> **Exercise brief**:
Rewrite these lines with "instance" switched to "occurrence" and everything else left the same.

[Records]
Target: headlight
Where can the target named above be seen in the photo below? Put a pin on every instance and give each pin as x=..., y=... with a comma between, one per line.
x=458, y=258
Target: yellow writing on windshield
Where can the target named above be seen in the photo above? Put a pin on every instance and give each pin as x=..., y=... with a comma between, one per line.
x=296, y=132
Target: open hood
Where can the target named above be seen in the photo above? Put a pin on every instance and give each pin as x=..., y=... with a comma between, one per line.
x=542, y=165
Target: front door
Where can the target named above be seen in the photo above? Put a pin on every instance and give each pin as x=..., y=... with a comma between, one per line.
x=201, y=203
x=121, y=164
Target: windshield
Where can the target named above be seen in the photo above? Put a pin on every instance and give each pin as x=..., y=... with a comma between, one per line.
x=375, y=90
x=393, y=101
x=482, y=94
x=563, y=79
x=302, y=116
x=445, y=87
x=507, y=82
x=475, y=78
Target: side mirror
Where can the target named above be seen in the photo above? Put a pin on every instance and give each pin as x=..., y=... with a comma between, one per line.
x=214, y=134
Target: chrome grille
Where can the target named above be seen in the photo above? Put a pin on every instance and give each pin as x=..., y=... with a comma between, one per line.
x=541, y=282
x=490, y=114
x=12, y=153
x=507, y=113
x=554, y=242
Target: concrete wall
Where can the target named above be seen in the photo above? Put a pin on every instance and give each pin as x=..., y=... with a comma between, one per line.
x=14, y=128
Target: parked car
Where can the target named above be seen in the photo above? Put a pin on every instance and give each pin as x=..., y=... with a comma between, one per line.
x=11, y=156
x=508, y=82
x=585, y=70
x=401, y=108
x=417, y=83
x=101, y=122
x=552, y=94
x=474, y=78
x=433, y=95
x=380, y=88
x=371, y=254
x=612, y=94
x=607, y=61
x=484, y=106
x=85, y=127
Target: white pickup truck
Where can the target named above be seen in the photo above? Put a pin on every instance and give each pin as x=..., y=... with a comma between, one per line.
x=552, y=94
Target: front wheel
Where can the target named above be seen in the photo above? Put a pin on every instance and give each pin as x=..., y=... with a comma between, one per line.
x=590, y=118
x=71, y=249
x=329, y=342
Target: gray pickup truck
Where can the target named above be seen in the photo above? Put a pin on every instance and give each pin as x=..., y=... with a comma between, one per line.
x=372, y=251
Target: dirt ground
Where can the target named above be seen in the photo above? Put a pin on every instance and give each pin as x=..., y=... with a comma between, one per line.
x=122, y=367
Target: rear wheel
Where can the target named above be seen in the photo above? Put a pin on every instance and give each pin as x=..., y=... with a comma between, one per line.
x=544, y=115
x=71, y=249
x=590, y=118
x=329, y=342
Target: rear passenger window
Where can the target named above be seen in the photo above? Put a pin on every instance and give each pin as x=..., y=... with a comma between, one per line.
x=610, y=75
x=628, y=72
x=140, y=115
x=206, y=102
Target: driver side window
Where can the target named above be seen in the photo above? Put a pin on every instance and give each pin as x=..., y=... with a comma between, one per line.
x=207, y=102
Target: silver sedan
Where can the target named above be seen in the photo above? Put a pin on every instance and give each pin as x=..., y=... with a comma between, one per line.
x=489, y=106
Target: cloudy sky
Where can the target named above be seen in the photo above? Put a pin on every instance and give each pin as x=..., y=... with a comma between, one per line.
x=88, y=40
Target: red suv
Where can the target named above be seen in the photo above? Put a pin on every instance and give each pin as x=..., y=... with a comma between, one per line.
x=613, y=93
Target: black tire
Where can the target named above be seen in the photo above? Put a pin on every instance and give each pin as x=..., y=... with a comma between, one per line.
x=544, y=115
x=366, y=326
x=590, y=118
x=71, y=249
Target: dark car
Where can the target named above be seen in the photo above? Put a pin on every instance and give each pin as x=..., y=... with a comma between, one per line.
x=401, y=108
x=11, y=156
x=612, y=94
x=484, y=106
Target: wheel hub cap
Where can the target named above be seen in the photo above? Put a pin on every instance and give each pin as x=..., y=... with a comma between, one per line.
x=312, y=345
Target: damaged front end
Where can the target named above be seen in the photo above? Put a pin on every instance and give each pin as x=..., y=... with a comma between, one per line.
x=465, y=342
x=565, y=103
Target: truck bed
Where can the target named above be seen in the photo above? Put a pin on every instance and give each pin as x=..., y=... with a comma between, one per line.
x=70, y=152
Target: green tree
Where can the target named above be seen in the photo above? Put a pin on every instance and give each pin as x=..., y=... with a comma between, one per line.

> **Solution for this exercise**:
Target: headlight
Where can the target named above be seen in the photo below? Put a pin on every occurrence and give each pin as x=..., y=... with a comma between, one per line.
x=458, y=258
Target: yellow writing on windshield
Where can the target named above be seen in the photo above? Put a pin on every occurrence and give each pin as x=..., y=... with a comma between, one per line.
x=296, y=132
Target: open hood
Where can the target named above be seen in the photo above? Put a pin on every occurrence and give each pin as x=..., y=... with a comma between, one per line.
x=542, y=165
Target: front door
Where can the target named above be seen in the photo above? Put a pin on every occurrence and give each pin as x=..., y=... with a comma between, one per line.
x=201, y=203
x=121, y=164
Target: windshield
Where can the target named above be seen in the photo above? Put a pin on every occurrence and give each pin as x=..., y=... with a comma between, one per line.
x=375, y=90
x=393, y=101
x=482, y=94
x=563, y=79
x=302, y=116
x=445, y=87
x=507, y=82
x=475, y=78
Target: side mirror
Where can the target named above be seen in the photo above? Put a pin on every occurrence and give each pin as x=..., y=... with a comma between, one per line.
x=214, y=134
Target: chrome grille
Where can the target named above be seen in the photo above? Put a pin on every occurrence and give each pin as x=..., y=... with a comma between, one per line.
x=541, y=282
x=490, y=114
x=12, y=153
x=507, y=113
x=554, y=242
Target: concrete wall
Where can the target named above be seen in the photo above? Put a pin on every occurrence and give each pin as x=..., y=... with a comma between, one per line.
x=14, y=128
Target: parked car
Where can the target named above be seen in the photo above? Put a pin on every occurrence and give each pin as x=..., y=... with a comma between, one per line.
x=11, y=156
x=508, y=82
x=585, y=70
x=401, y=108
x=417, y=83
x=101, y=122
x=552, y=94
x=474, y=78
x=433, y=95
x=380, y=88
x=371, y=254
x=612, y=94
x=607, y=61
x=484, y=106
x=85, y=127
Target: white pickup truck
Where can the target named above be seen in the photo above? Put a pin on every occurrence and give each pin as x=..., y=... with a comma between, one per line.
x=552, y=94
Target: front wheel
Where can the target named above be seen in the photo above? Put a pin on every occurrence and give each pin as x=..., y=... with a comma between, one per line.
x=590, y=118
x=71, y=249
x=329, y=342
Target: gray pickup truck
Where can the target named above be seen in the photo above? Put a pin on every occurrence and give each pin as x=..., y=... with a comma between, one per line.
x=372, y=251
Target: dirt ground
Where can the target named above be seen in the photo above? Put a pin on every occurrence and give each pin as x=..., y=... with a comma between, one per line.
x=122, y=367
Target: rear wheel
Where can the target named above be seen in the photo above? Put a pin on every occurrence and give each pin as x=..., y=... with a comma between, one per line.
x=544, y=115
x=71, y=249
x=590, y=118
x=329, y=342
Target: rear passenger window
Where can the target named above be seen in the photo above? Put a pin on every occurrence and give each pin as x=..., y=... with a comma between, one per line.
x=610, y=75
x=628, y=72
x=140, y=115
x=206, y=102
Target: driver side window
Where can the target named above be seen in the photo above? Put a pin on every occurrence and give each pin as x=..., y=... with a comma between, one per line.
x=207, y=102
Target: silver sedan
Where can the target named above be seen in the photo above? Put a pin on every occurrence and give each pin as x=..., y=... with a comma between, one per line.
x=489, y=106
Target: cloudy sky
Where can the target named above be seen in the photo above? Put a pin on every occurrence and give each pin as x=..., y=... with a comma between, one per line.
x=88, y=40
Target: red suv
Where can the target named above be seen in the photo above? Put a pin on every occurrence and give each pin as x=..., y=... with a comma between, one per line.
x=613, y=93
Target: black tire
Where can the target named above be seen in the photo above? Put a pin on every occurrence and give each pin as x=..., y=... with a comma between, one per line.
x=544, y=115
x=366, y=326
x=590, y=118
x=71, y=249
Target: dark car
Where can the target named above be seen in the photo above? Put a pin on every occurrence and give each pin as x=..., y=... with a comma between, one per line.
x=401, y=108
x=11, y=156
x=612, y=94
x=484, y=106
Target: wheel hub cap
Where can the target named above be seen in the photo above? Put a pin on every occurrence and give each pin as x=..., y=... with a comma between, one per line.
x=312, y=345
Target: damaged front end
Where can the target named above be seen in the photo above? Put a pin on every occurrence and give each pin as x=..., y=... with a comma between, one per line.
x=465, y=342
x=565, y=103
Target: truck bed
Where can the target named above be seen in the photo above? Put a pin on every occurrence and give each pin as x=..., y=... with a comma between, one per line.
x=70, y=152
Target: green tree
Where can the target named above be seen in the photo above? Put a pin on every occurrence and give each pin as x=..., y=... with a comma between, one per line.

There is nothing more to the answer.